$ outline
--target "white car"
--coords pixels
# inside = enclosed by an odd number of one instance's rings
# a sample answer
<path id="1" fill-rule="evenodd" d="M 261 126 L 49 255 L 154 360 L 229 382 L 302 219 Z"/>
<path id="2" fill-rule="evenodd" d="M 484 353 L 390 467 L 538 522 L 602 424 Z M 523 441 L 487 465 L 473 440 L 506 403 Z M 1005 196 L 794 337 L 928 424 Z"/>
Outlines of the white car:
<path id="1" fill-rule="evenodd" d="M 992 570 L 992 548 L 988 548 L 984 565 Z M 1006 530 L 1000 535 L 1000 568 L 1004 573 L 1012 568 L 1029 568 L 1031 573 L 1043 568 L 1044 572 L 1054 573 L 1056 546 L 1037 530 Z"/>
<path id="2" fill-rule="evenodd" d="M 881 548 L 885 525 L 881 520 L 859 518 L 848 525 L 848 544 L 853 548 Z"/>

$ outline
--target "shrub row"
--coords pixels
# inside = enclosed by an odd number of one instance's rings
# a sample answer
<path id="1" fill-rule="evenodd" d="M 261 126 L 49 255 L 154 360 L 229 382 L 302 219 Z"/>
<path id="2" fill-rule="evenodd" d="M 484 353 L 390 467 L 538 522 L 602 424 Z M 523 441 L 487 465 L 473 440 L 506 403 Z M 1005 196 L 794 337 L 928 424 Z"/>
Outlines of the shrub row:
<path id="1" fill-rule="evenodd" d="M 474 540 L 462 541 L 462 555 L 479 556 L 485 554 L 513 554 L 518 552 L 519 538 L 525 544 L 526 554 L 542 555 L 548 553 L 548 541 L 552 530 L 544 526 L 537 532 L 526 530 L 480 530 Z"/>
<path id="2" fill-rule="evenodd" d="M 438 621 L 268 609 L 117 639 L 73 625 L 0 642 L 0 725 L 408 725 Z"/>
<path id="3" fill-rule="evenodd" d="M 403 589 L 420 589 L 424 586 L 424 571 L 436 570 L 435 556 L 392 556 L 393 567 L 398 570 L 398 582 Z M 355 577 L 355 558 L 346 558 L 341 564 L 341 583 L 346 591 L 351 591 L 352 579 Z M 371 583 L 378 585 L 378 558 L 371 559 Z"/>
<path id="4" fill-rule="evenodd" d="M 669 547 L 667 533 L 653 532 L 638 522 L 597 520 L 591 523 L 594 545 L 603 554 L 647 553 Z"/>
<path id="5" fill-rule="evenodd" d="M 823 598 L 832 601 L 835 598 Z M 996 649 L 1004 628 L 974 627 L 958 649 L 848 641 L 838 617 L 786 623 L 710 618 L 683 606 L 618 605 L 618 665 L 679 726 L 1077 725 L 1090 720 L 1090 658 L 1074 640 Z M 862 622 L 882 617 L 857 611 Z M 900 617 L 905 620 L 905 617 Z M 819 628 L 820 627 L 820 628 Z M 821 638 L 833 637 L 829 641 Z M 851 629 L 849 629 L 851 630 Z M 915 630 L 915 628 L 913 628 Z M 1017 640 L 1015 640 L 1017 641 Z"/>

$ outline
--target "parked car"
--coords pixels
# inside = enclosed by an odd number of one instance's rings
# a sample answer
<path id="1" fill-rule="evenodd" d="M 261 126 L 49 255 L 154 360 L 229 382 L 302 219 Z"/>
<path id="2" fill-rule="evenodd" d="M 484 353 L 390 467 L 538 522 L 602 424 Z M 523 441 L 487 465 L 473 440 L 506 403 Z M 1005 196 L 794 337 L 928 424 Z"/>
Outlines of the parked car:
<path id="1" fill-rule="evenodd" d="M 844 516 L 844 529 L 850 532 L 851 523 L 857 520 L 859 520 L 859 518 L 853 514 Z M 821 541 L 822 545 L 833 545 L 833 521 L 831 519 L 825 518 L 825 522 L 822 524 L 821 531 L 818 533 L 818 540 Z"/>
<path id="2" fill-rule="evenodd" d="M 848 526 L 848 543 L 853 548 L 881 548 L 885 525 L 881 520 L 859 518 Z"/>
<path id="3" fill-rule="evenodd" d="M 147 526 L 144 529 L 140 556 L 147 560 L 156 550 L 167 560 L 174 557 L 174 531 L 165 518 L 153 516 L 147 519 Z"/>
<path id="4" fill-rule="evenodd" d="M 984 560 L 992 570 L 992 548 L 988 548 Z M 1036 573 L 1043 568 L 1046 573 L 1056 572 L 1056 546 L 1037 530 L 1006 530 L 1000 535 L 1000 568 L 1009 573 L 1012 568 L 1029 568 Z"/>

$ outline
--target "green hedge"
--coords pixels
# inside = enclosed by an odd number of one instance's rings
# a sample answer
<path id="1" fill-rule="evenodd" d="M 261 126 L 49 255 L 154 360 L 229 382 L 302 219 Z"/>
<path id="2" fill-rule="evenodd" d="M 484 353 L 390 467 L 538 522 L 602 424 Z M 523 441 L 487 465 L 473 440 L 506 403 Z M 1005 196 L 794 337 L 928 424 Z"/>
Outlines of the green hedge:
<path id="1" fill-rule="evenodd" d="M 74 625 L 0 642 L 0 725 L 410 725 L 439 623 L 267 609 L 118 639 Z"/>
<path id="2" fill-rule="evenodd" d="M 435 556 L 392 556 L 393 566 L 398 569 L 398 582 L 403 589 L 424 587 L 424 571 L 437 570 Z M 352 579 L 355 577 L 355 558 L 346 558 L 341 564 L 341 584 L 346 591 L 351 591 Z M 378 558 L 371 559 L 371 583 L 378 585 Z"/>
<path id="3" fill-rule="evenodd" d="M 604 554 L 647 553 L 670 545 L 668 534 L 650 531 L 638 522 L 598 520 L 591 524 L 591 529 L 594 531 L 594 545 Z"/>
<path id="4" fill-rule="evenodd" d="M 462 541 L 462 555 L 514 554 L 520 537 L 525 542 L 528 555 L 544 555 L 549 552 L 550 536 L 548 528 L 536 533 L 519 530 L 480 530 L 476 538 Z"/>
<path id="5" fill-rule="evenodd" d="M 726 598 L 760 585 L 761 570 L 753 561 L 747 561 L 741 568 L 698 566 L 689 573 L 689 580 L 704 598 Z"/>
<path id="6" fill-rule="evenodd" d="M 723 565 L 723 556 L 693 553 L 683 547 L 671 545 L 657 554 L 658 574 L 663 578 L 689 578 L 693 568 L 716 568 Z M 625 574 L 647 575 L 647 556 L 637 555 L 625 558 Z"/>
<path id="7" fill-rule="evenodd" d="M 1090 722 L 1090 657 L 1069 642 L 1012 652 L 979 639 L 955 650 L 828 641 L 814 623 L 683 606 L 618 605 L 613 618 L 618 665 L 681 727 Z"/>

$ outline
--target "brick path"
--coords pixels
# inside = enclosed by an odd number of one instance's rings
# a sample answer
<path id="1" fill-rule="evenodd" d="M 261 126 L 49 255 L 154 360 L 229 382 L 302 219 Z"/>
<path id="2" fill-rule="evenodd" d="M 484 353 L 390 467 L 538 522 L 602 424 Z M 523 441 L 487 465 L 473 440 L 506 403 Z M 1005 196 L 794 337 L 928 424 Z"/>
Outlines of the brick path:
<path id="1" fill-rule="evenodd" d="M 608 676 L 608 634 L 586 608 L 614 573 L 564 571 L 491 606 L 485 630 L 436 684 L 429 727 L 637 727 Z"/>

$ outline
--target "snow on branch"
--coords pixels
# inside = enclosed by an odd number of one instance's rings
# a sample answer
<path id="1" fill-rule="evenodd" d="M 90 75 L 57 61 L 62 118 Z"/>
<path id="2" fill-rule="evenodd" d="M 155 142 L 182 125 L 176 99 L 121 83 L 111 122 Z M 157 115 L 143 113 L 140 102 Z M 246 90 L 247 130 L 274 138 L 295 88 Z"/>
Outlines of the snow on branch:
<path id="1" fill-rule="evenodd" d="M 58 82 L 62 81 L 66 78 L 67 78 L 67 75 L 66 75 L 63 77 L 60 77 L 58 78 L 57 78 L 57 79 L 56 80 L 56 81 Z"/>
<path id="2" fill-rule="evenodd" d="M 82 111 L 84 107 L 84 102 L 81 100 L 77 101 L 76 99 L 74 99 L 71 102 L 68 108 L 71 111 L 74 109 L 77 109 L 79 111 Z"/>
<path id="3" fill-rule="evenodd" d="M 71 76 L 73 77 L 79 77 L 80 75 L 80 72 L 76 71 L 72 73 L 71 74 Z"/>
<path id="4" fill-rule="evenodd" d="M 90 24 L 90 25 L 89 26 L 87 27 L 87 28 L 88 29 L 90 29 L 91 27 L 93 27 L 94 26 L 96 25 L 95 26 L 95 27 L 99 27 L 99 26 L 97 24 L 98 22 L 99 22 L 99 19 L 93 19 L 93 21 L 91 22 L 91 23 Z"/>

────────

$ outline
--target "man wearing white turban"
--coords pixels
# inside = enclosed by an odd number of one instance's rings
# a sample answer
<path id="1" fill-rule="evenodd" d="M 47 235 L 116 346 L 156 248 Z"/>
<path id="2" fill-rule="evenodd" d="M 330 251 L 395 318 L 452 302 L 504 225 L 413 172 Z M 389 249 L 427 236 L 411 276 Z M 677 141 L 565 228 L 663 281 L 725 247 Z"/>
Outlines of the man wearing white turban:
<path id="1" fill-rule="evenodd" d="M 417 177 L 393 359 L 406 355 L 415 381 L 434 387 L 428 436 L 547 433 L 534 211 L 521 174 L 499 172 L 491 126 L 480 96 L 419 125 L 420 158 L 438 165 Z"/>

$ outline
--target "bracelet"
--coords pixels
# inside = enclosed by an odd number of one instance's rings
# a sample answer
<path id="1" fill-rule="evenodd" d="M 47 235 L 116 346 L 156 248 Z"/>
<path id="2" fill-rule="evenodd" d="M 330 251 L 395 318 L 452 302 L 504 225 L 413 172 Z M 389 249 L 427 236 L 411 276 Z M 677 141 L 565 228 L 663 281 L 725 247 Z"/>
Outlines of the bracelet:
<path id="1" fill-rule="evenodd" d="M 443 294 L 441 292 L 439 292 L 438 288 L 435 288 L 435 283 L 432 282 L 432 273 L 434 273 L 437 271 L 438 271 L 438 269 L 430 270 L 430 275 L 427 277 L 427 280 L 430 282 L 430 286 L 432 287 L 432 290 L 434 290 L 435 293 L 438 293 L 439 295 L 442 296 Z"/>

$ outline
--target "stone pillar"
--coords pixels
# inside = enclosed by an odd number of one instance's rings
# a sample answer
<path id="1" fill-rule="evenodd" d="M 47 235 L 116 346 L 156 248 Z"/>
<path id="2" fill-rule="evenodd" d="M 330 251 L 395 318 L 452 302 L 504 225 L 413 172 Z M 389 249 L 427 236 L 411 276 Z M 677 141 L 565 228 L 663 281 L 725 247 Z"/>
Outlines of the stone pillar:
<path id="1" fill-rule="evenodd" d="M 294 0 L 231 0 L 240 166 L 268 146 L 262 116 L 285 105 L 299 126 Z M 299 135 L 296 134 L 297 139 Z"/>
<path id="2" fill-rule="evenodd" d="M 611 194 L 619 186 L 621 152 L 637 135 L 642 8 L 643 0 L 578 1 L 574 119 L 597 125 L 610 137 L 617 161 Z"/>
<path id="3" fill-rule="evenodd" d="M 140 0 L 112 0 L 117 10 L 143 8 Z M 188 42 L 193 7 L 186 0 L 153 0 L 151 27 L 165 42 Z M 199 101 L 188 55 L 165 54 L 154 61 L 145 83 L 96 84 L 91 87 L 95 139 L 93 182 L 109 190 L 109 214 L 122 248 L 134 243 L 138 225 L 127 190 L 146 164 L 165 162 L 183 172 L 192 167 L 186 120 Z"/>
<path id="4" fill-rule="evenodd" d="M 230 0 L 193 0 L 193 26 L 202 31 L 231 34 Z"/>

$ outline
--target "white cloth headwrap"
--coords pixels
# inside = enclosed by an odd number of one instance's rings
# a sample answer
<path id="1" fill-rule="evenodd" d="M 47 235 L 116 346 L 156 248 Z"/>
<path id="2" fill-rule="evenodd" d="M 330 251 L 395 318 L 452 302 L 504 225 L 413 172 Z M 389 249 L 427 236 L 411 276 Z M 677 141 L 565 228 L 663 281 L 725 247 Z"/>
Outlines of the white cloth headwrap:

────────

■ **DIRECTION**: Pull out every line of the data that contains the word "cloth", and copy each one unchanged.

■ **RESULT FOR THIS TASK**:
--target "white cloth headwrap"
Outlines of the white cloth headwrap:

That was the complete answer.